» **YOUR TASK**:
Reproduce all of the items below word for word, leaving the pictures out of your copy.

» **DATA PROVIDED**:
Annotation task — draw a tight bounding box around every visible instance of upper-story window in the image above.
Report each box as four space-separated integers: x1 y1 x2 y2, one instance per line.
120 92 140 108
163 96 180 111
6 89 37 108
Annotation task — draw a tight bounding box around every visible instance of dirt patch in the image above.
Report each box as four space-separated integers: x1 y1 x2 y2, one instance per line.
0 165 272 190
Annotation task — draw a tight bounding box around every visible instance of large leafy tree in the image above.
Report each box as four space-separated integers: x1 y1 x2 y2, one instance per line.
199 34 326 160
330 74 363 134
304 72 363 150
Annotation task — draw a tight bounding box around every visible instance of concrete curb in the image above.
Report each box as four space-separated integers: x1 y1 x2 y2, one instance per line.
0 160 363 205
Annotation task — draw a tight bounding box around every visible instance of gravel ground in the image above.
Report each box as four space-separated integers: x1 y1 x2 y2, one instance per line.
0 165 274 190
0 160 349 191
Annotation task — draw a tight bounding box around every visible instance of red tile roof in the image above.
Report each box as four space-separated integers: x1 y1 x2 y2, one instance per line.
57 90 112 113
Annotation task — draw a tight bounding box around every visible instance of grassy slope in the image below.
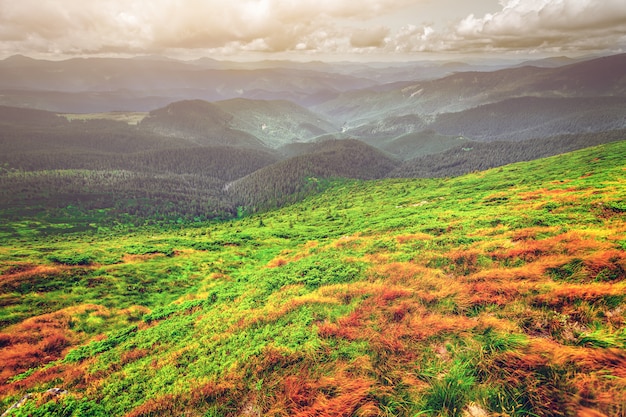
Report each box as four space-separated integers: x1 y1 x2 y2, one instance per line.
0 142 626 416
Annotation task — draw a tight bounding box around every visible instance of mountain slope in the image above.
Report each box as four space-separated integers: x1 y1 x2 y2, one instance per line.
228 140 397 211
140 99 336 148
314 54 626 123
0 142 626 417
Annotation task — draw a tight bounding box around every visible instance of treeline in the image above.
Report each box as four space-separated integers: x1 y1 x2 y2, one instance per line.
139 100 265 149
228 139 397 211
0 146 278 181
388 129 626 178
0 170 236 220
430 97 626 141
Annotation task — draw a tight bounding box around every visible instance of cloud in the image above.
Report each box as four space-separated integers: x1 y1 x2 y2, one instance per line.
0 0 626 55
450 0 626 50
350 26 389 48
0 0 411 54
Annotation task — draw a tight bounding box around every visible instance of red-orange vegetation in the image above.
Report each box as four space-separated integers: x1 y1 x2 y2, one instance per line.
529 339 626 416
126 394 181 417
493 239 560 262
369 262 428 285
0 264 72 290
511 226 558 242
396 233 433 245
283 370 380 417
0 304 108 382
332 234 363 249
317 310 369 340
534 283 626 307
267 256 289 268
467 281 534 306
584 249 626 280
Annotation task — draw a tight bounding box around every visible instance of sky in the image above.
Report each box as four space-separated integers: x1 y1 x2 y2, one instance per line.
0 0 626 61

» **OUTPUT FOR THIS EXERCISE**:
Annotation task — draw a tight bounding box around every visible instance of upper-story window in the image above.
Report each box as four space-separated integers: x1 y1 x2 y2, one instance per line.
120 92 140 108
163 96 180 111
6 89 37 108
Annotation task — draw a tight bounding box around every visible instance of dirt patch in the image above.
Report each box as four space-separated integers: x1 y1 x2 y2, one instance per line.
0 165 272 190
Annotation task — draw a tight bounding box around every visible instance of large leafy tree in the image above.
Report each box as four space-separated integers: x1 y1 x2 y2, one instance per line.
199 34 326 160
330 74 363 134
304 72 363 150
Annotation task — draw a tight bounding box around every visible instance of concrete curb in the image above.
Report each box as four space-separated integers: x1 y1 x2 y2, one instance per line.
0 160 363 205
Annotation task — draw a tight bounding box around every visible instance of gravel ground in the image above.
Report each box as four space-separated integers: x1 y1 x2 y2, one instance per line.
0 165 274 190
0 160 349 191
Annotation task — draw a tight bounding box around every visible instance of red tile roof in the image above.
Report each box as four space-separated integers: x1 y1 x2 y2, one instance per line.
57 90 112 113
Annotation task — draw a tight bounding box around every visible instance of grassy slope in the image below.
Report each box as four space-separated integers: x1 y1 x2 y2, one instance per line.
0 142 626 416
Annotation task — draw a tight bounding box around every visible instance of mountain slope in the image above.
Report each box as four space-separated integers: x1 y1 x2 y2, one instance per line.
228 140 397 211
140 99 336 148
314 54 626 123
0 142 626 417
Annotation task — draw a tight bounding box around every visible instance of treeline in the image above.
Report each box as four space-separated integers: x1 y1 x2 y2, one instance per line.
139 100 265 149
228 139 397 211
0 146 278 181
388 129 626 178
0 170 236 220
430 97 626 141
Annotation task — draw a tight bounding box around every visible instance of cloud in the image above.
Report each box as four space-separated integers: x1 y1 x2 y2, one instance per line.
0 0 626 55
450 0 626 50
350 26 389 48
0 0 411 54
Annotation task — draw a tight bounding box around every visible instance of red-orange vegetation in the image above.
Report each box as four space-separated integers: x1 y1 x2 y2, one instance per line.
529 339 626 416
126 394 181 417
493 239 560 262
369 262 428 285
0 264 72 290
511 226 558 242
396 233 433 245
283 370 380 417
0 304 108 382
332 234 363 249
317 310 369 340
534 283 626 307
267 256 289 268
467 281 534 306
584 249 626 280
Annotation task — draw a tight bounding box around every visible instance of sky in the image above.
Report each box as four space-separated integers: x1 y1 x2 y2, one instance per line.
0 0 626 61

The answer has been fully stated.